(Sınırlayıcı kutu etiketleme öğeleri)
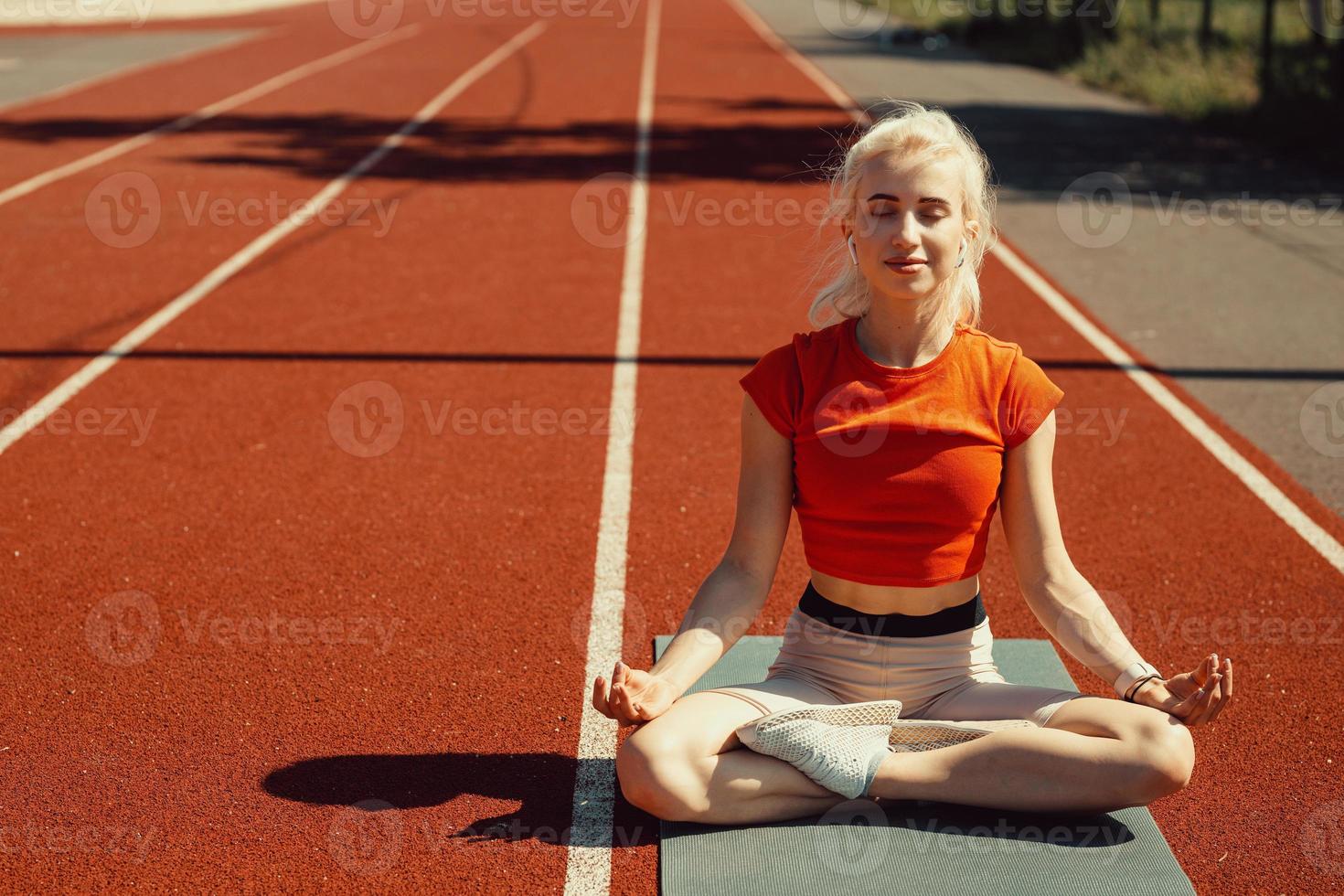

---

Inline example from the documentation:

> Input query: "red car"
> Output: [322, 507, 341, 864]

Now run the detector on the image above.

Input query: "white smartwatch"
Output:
[1115, 659, 1163, 702]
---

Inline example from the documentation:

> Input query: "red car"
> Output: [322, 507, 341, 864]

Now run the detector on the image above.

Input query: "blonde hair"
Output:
[807, 97, 997, 332]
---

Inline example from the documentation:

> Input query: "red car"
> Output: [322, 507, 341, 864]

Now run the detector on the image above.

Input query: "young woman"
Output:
[592, 102, 1232, 824]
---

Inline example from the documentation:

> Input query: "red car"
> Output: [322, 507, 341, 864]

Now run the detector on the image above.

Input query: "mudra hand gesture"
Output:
[1135, 653, 1232, 728]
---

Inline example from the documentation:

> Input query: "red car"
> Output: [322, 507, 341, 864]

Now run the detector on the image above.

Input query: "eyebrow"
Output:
[869, 194, 952, 208]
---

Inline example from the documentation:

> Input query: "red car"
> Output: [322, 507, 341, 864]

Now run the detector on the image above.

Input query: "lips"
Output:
[884, 260, 924, 274]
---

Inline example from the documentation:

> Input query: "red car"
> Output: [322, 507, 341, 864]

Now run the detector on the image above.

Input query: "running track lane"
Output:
[612, 0, 1344, 893]
[0, 8, 638, 892]
[5, 1, 1333, 890]
[0, 3, 403, 189]
[0, 20, 446, 414]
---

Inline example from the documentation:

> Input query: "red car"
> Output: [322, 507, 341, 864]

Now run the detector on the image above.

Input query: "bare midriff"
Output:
[812, 570, 980, 616]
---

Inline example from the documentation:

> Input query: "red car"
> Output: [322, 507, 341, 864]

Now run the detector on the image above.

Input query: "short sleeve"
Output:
[738, 343, 803, 441]
[998, 346, 1064, 449]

[Alıştırma] Yukarıdaki öğelerin bütün satırlarını, boş satırları atlayarak "Sıra No" ve "Satır" sütunlarından oluşan bir Markdown tablosu olarak ifade ediniz. Resimleri cevaba almayınız.

[Alıştırmanın Çözümü]
| Sıra No | Satır |
|---|---|
| 1 | --- |
| 2 | Inline example from the documentation: |
| 3 | > Input query: "red car" |
| 4 | > Output: [322, 507, 341, 864] |
| 5 | Now run the detector on the image above. |
| 6 | Input query: "white smartwatch" |
| 7 | Output: |
| 8 | [1115, 659, 1163, 702] |
| 9 | --- |
| 10 | Inline example from the documentation: |
| 11 | > Input query: "red car" |
| 12 | > Output: [322, 507, 341, 864] |
| 13 | Now run the detector on the image above. |
| 14 | Input query: "blonde hair" |
| 15 | Output: |
| 16 | [807, 97, 997, 332] |
| 17 | --- |
| 18 | Inline example from the documentation: |
| 19 | > Input query: "red car" |
| 20 | > Output: [322, 507, 341, 864] |
| 21 | Now run the detector on the image above. |
| 22 | Input query: "young woman" |
| 23 | Output: |
| 24 | [592, 102, 1232, 824] |
| 25 | --- |
| 26 | Inline example from the documentation: |
| 27 | > Input query: "red car" |
| 28 | > Output: [322, 507, 341, 864] |
| 29 | Now run the detector on the image above. |
| 30 | Input query: "mudra hand gesture" |
| 31 | Output: |
| 32 | [1135, 653, 1232, 728] |
| 33 | --- |
| 34 | Inline example from the documentation: |
| 35 | > Input query: "red car" |
| 36 | > Output: [322, 507, 341, 864] |
| 37 | Now run the detector on the image above. |
| 38 | Input query: "eyebrow" |
| 39 | Output: |
| 40 | [869, 194, 952, 208] |
| 41 | --- |
| 42 | Inline example from the documentation: |
| 43 | > Input query: "red car" |
| 44 | > Output: [322, 507, 341, 864] |
| 45 | Now run the detector on the image above. |
| 46 | Input query: "lips" |
| 47 | Output: |
| 48 | [884, 260, 924, 274] |
| 49 | --- |
| 50 | Inline example from the documentation: |
| 51 | > Input query: "red car" |
| 52 | > Output: [322, 507, 341, 864] |
| 53 | Now run the detector on the image above. |
| 54 | Input query: "running track lane" |
| 55 | Output: |
| 56 | [612, 0, 1344, 893] |
| 57 | [0, 8, 638, 892] |
| 58 | [5, 1, 1333, 890] |
| 59 | [0, 3, 403, 189] |
| 60 | [0, 20, 446, 414] |
| 61 | --- |
| 62 | Inline example from the documentation: |
| 63 | > Input query: "red car" |
| 64 | > Output: [322, 507, 341, 864] |
| 65 | Now run the detector on the image above. |
| 66 | Input query: "bare midriff" |
| 67 | Output: |
| 68 | [812, 570, 980, 616] |
| 69 | --- |
| 70 | Inline example from the documentation: |
| 71 | > Input query: "red car" |
| 72 | > Output: [322, 507, 341, 864] |
| 73 | Now run the detector on the image above. |
| 74 | Input query: "short sleeve" |
| 75 | Output: |
| 76 | [738, 343, 803, 441] |
| 77 | [998, 346, 1064, 449] |